◆ Objective ◆
Write out only the tail of the records, beginning at the line containing "In the UI displayed above, identify the floor" and including the last line, exactly as written.

◆ Data extract ◆
· · ·
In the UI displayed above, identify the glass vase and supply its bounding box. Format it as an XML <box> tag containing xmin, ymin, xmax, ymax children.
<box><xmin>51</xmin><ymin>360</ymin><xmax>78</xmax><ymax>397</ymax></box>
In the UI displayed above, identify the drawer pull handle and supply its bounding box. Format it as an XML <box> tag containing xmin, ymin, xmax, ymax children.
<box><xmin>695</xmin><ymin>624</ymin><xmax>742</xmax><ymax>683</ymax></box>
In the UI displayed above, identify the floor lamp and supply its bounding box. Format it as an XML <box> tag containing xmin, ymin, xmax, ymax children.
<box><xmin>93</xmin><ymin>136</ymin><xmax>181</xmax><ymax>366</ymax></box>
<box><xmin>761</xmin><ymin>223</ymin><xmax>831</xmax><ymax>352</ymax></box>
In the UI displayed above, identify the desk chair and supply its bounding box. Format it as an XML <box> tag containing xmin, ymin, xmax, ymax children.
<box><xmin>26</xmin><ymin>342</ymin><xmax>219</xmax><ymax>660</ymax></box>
· · ·
◆ Solved exercise ◆
In the UI displayed above, identify the floor lamp and supply its bounding box. Format it as an XML <box> tag containing xmin, ymin, xmax, ymax children.
<box><xmin>93</xmin><ymin>136</ymin><xmax>181</xmax><ymax>366</ymax></box>
<box><xmin>761</xmin><ymin>223</ymin><xmax>831</xmax><ymax>352</ymax></box>
In the UI displayed above, identify the desk chair and supply its bounding box. Format it as an XML <box> tag containing xmin, ymin, xmax, ymax children.
<box><xmin>26</xmin><ymin>342</ymin><xmax>219</xmax><ymax>660</ymax></box>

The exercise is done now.